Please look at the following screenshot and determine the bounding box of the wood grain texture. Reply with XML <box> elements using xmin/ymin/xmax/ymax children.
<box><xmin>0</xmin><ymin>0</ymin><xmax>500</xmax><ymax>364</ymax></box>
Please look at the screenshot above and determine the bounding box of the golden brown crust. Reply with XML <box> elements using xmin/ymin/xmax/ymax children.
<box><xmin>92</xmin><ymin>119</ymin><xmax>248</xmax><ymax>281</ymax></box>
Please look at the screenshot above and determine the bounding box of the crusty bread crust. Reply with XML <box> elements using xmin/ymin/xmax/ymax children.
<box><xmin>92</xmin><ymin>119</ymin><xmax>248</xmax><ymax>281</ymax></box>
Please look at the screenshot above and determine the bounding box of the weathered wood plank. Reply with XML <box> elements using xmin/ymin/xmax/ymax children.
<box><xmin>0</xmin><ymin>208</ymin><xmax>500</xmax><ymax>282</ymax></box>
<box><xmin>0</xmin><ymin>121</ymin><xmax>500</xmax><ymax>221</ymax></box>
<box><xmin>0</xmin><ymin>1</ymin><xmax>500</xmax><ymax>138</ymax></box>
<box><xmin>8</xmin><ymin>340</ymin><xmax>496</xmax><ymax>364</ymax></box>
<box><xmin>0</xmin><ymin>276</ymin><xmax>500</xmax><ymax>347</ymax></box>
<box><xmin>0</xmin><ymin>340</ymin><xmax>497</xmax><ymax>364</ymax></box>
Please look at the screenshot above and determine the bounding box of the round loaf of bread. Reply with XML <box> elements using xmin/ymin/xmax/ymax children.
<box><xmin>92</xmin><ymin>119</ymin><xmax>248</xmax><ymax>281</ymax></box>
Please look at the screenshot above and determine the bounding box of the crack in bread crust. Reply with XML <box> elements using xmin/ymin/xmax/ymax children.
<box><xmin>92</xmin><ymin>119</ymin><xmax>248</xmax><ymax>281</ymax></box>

» タスク内容:
上記のエントリをすべて、「screenshot」を「image」に変えたうえで、ほかは一切変更せずに書き出してください。

» タスクへの回答:
Please look at the following image and determine the bounding box of the wood grain texture. Reply with XML <box> elements using xmin/ymin/xmax/ymax children.
<box><xmin>0</xmin><ymin>0</ymin><xmax>500</xmax><ymax>364</ymax></box>
Please look at the image above and determine the bounding box of the golden brown crust. Reply with XML <box> elements using xmin/ymin/xmax/ymax children.
<box><xmin>92</xmin><ymin>119</ymin><xmax>248</xmax><ymax>281</ymax></box>
Please look at the image above and determine the bounding box of the crusty bread crust. Reply with XML <box> elements using xmin/ymin/xmax/ymax children.
<box><xmin>92</xmin><ymin>119</ymin><xmax>248</xmax><ymax>281</ymax></box>
Please look at the image above and determine the bounding box of the weathered wood plank. Reply with XML <box> elements using xmin/ymin/xmax/ymax children.
<box><xmin>0</xmin><ymin>208</ymin><xmax>500</xmax><ymax>282</ymax></box>
<box><xmin>0</xmin><ymin>121</ymin><xmax>500</xmax><ymax>221</ymax></box>
<box><xmin>0</xmin><ymin>1</ymin><xmax>500</xmax><ymax>138</ymax></box>
<box><xmin>8</xmin><ymin>340</ymin><xmax>496</xmax><ymax>364</ymax></box>
<box><xmin>0</xmin><ymin>276</ymin><xmax>500</xmax><ymax>347</ymax></box>
<box><xmin>0</xmin><ymin>340</ymin><xmax>497</xmax><ymax>364</ymax></box>
Please look at the image above and determine the bounding box of the round loaf of bread. Reply with XML <box> elements using xmin/ymin/xmax/ymax children.
<box><xmin>92</xmin><ymin>119</ymin><xmax>248</xmax><ymax>281</ymax></box>
Please look at the image above and determine the bounding box of the crack in bread crust. Reply with XML <box> elements using xmin/ymin/xmax/ymax children.
<box><xmin>92</xmin><ymin>119</ymin><xmax>248</xmax><ymax>281</ymax></box>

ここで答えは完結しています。